WORK ITEM: From the first line to the last, set down the data exactly as given.

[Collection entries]
_ _ _ _ _ _ _
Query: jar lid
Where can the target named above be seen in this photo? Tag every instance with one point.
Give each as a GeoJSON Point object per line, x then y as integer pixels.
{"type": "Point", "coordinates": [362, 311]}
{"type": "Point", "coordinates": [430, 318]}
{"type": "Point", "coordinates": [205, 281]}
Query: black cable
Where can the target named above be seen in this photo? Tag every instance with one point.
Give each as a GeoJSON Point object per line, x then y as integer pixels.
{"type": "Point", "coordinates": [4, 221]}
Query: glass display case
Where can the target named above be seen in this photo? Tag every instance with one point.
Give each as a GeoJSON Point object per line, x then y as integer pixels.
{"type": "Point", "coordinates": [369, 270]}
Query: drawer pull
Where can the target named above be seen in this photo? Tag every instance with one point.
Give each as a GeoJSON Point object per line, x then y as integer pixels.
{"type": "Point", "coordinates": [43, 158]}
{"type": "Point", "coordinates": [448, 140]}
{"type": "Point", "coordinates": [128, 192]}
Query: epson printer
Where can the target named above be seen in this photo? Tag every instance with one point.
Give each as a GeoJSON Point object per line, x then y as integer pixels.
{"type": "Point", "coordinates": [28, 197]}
_ _ _ _ _ _ _
RESPONSE FOR THIS EXERCISE:
Query: jar lid
Where can the target named above be seen in this photo? Tag every instance with one point.
Give each as a GeoJSON Point object per line, x then y as integer pixels.
{"type": "Point", "coordinates": [362, 311]}
{"type": "Point", "coordinates": [430, 318]}
{"type": "Point", "coordinates": [205, 281]}
Query: black cable
Where can the target named above be seen in this photo? Tag every instance with one point.
Give each as a GeoJSON Point object per line, x then y as integer pixels.
{"type": "Point", "coordinates": [4, 221]}
Query: glass display case
Where can the target named above be seen in this photo? Tag every instance with one point.
Give each as a GeoJSON Point object per line, x then y as integer pixels.
{"type": "Point", "coordinates": [369, 270]}
Query: drawer pull
Where can the target named above be seen in this photo? Tag every instance with one point.
Give each as a GeoJSON Point object per line, x then y as integer pixels.
{"type": "Point", "coordinates": [43, 158]}
{"type": "Point", "coordinates": [448, 140]}
{"type": "Point", "coordinates": [128, 192]}
Query: epson printer
Where can the target named above be seen in this photo? Tag every instance with one point.
Give each as a GeoJSON Point object per line, x then y as integer pixels.
{"type": "Point", "coordinates": [28, 197]}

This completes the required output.